Saved entries
"""

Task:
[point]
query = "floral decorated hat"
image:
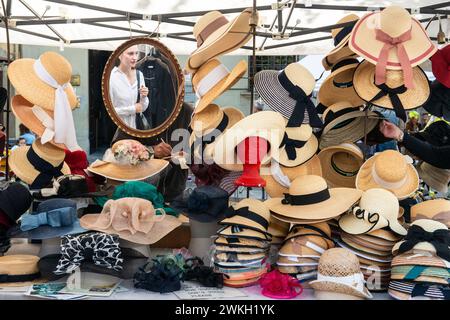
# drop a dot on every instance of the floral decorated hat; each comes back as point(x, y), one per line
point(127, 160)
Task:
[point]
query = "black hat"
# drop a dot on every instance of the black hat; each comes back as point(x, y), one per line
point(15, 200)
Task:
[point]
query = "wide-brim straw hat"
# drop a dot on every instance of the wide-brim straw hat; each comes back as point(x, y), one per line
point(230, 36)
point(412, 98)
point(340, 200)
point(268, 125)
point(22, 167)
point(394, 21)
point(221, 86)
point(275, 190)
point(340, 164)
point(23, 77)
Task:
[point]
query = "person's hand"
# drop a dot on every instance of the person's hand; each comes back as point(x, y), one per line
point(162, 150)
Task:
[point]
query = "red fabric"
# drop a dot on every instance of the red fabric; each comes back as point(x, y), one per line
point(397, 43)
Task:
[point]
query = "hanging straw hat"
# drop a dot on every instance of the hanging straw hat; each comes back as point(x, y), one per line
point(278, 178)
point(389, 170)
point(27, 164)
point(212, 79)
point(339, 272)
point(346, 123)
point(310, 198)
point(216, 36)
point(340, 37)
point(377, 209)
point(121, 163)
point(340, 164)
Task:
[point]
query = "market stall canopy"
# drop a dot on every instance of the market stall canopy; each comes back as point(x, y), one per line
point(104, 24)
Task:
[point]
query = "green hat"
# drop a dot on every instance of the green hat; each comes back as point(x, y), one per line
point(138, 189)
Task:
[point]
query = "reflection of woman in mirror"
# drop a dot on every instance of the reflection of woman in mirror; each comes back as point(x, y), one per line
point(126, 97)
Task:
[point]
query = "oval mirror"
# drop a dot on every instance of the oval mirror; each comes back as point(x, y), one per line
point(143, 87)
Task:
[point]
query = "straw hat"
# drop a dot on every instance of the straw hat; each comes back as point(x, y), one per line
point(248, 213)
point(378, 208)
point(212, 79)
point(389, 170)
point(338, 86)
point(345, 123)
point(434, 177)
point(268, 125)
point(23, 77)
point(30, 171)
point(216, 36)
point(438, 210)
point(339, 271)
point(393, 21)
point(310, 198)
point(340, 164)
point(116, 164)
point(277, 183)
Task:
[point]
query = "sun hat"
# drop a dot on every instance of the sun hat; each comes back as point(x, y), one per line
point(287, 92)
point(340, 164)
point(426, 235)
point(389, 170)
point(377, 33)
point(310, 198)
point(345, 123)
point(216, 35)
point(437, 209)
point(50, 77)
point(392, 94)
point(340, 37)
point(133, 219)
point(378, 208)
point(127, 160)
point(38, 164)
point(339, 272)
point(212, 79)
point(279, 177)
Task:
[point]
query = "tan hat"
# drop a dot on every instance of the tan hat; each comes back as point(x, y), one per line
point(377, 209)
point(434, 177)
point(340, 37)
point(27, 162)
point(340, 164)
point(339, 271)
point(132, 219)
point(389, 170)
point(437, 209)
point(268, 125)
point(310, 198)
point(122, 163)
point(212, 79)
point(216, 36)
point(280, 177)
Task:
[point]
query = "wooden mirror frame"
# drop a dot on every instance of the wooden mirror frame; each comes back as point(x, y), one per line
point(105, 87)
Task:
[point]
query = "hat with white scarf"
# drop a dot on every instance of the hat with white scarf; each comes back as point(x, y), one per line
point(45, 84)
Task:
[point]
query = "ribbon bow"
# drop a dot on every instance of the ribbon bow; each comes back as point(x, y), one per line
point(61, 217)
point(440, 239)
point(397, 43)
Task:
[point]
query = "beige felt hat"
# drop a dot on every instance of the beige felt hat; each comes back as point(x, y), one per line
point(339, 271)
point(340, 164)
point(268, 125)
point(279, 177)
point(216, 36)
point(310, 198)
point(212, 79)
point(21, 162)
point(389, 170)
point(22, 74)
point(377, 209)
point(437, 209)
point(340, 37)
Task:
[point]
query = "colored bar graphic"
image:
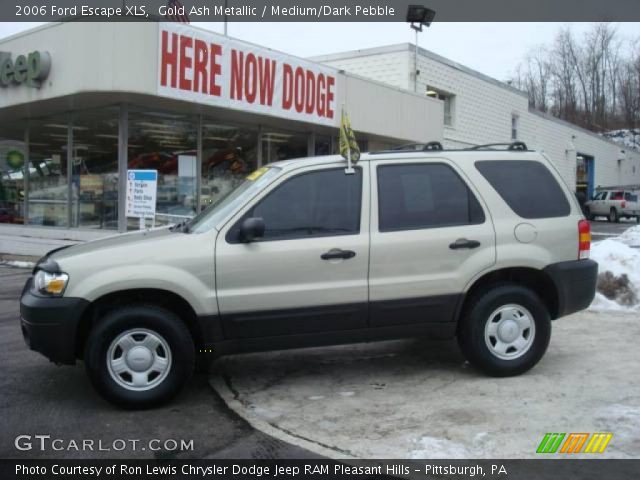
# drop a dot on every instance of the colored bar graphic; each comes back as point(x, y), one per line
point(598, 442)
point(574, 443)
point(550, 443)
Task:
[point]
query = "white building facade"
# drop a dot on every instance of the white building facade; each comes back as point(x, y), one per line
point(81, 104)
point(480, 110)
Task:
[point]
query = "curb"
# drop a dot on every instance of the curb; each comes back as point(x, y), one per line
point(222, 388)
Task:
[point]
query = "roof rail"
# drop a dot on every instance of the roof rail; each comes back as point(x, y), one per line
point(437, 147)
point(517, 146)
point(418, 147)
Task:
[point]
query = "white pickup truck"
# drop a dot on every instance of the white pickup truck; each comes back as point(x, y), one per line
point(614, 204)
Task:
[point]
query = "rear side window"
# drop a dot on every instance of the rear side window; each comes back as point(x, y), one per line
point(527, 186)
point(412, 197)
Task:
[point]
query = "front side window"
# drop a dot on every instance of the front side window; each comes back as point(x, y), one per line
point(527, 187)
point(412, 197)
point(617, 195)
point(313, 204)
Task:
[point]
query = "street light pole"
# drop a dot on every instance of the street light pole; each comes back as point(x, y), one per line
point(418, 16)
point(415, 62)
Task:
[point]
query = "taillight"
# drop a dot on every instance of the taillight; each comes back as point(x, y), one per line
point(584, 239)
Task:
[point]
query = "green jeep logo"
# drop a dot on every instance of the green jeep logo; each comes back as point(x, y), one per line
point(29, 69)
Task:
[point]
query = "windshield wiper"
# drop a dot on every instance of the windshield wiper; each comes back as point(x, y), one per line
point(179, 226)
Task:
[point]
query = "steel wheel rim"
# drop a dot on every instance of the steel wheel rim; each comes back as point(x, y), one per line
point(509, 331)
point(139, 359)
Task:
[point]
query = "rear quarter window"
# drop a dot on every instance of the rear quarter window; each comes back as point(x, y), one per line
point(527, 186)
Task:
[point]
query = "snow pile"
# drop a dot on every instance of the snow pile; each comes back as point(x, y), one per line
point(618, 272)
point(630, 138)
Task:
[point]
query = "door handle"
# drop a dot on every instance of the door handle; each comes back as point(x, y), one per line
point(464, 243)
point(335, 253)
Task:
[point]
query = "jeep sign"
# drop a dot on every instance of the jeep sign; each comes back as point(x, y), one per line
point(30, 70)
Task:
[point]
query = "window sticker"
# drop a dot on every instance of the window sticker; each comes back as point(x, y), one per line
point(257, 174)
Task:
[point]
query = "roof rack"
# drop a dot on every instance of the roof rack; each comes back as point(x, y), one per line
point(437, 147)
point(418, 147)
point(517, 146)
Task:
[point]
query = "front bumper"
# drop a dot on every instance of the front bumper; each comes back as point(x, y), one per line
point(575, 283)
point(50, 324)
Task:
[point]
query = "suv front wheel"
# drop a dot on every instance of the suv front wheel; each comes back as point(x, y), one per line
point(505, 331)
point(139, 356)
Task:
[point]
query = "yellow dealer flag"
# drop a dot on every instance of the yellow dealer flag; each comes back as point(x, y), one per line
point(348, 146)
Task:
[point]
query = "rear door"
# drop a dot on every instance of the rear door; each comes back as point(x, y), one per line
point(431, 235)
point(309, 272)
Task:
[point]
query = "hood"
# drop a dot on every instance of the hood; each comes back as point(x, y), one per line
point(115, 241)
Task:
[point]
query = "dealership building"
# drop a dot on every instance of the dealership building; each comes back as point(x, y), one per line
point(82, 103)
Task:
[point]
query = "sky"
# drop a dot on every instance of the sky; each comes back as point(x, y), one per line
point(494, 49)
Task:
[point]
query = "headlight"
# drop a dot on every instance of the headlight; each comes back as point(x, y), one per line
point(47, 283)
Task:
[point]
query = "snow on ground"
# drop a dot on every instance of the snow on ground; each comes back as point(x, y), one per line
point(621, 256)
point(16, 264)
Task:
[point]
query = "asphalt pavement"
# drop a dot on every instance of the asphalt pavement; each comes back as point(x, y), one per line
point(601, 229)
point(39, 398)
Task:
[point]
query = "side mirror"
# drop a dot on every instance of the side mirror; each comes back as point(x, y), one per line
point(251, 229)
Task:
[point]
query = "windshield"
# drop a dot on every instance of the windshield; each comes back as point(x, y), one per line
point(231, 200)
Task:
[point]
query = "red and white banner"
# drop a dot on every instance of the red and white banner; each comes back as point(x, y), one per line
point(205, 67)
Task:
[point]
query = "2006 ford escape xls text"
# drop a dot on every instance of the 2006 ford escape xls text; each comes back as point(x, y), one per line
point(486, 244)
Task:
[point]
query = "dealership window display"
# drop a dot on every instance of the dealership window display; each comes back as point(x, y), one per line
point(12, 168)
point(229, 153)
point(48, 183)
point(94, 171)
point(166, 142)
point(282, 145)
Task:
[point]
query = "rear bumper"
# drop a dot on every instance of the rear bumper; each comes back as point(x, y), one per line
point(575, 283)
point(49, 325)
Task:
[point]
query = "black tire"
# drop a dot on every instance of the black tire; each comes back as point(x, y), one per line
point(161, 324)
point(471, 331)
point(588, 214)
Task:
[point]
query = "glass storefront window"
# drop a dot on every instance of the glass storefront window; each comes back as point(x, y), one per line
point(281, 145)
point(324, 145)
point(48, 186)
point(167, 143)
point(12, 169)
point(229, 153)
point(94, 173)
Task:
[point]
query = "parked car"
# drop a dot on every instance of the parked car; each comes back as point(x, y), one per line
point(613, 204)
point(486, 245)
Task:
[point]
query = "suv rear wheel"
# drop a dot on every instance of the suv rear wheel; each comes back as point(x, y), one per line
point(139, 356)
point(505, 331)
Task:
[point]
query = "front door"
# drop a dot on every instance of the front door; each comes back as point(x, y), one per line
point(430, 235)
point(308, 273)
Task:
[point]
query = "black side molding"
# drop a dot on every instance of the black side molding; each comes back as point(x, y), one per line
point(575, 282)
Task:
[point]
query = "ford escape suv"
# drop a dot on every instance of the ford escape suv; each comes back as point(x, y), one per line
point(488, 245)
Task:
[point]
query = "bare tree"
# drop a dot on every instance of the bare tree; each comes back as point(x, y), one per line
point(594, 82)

"""
"""

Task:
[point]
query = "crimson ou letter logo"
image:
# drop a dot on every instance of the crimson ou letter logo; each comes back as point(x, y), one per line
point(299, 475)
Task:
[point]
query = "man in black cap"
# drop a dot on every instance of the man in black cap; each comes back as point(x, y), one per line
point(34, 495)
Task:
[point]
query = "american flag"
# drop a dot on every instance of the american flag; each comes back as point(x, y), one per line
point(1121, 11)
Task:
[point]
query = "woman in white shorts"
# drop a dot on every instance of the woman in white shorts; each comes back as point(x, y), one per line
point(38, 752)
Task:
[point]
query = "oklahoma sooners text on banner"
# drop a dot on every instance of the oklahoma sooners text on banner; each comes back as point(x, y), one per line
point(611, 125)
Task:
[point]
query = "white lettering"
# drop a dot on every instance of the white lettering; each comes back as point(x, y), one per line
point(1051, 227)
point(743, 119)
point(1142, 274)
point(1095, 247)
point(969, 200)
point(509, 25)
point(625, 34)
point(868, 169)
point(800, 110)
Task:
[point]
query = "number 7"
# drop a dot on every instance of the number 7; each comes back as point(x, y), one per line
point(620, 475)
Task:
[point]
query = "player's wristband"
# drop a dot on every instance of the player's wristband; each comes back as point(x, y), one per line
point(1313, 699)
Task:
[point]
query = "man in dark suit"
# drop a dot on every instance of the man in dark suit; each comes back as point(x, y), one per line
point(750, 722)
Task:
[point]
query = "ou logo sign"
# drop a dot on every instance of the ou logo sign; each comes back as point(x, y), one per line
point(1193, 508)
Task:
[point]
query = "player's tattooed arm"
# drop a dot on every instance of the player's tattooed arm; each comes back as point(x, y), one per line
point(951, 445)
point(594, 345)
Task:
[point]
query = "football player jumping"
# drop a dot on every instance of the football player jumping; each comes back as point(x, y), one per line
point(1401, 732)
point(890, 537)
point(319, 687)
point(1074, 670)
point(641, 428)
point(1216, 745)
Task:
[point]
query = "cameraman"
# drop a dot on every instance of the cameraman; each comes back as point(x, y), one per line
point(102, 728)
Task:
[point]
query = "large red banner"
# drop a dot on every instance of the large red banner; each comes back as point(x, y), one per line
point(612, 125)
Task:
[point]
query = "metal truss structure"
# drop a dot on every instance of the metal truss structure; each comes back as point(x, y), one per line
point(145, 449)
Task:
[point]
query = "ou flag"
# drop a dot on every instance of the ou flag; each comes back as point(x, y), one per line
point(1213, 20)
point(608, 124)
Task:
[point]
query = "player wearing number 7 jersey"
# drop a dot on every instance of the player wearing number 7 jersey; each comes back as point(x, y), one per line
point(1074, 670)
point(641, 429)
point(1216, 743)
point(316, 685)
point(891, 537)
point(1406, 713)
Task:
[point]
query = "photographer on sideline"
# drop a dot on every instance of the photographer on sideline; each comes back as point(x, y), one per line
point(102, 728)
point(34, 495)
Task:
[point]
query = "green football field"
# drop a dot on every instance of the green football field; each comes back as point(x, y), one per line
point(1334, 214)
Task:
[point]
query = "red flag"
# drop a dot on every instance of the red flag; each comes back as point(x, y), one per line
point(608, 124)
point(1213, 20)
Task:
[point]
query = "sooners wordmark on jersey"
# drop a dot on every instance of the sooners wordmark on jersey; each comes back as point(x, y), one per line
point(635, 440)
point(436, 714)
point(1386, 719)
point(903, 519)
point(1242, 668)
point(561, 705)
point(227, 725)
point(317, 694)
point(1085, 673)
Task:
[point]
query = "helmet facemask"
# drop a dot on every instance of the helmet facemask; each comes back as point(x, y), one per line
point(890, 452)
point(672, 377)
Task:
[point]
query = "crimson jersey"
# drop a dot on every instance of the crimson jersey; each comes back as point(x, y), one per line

"""
"""

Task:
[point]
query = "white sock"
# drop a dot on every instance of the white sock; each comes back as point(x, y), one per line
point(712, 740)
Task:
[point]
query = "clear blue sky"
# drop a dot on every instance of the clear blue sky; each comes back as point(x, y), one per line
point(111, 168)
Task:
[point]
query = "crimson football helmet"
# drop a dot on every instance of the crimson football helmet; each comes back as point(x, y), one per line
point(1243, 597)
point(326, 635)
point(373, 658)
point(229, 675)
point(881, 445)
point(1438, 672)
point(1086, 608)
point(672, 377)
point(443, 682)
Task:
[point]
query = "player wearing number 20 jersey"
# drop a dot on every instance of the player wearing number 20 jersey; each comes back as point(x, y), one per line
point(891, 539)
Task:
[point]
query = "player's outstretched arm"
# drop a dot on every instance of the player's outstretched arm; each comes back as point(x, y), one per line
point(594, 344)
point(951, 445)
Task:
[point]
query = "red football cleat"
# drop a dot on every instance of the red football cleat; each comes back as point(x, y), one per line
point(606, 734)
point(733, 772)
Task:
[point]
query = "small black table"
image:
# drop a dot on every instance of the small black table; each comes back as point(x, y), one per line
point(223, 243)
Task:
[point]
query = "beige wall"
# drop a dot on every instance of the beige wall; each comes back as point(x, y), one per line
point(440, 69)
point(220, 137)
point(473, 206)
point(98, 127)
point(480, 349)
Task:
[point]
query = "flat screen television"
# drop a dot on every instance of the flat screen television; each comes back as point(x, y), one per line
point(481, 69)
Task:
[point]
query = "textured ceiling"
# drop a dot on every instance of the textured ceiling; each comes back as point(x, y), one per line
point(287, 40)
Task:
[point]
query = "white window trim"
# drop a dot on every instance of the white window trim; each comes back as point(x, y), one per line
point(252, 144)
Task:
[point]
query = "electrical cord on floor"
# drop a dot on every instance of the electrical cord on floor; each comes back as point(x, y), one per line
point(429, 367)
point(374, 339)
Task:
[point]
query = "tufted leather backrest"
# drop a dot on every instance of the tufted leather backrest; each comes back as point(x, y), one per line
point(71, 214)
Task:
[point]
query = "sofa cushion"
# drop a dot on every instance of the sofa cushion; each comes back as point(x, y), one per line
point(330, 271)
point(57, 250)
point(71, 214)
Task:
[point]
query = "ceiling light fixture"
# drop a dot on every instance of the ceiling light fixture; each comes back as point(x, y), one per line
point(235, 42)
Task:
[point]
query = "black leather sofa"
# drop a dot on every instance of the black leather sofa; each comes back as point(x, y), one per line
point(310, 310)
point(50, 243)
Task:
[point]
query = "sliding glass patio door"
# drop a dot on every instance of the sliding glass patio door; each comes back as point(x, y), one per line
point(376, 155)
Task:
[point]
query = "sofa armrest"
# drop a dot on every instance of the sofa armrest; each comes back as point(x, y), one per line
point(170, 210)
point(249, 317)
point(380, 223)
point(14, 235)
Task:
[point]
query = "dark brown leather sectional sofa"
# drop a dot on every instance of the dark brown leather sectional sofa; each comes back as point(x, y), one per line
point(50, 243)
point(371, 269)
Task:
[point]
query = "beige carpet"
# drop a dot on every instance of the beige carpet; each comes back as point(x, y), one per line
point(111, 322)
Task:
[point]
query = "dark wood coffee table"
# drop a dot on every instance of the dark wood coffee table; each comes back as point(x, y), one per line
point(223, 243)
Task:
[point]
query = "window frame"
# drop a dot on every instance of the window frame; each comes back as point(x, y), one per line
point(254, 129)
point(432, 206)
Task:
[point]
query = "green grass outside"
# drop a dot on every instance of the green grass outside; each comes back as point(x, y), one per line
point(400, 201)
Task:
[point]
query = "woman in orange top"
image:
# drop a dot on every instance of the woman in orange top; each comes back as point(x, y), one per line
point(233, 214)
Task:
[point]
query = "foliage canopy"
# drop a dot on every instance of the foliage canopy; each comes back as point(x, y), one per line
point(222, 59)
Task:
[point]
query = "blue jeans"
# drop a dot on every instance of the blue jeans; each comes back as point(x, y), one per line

"""

Your instructions
Looking at the records above, say how many lines hold the string "jeans". Write nothing but the number.

Solution to this exercise
2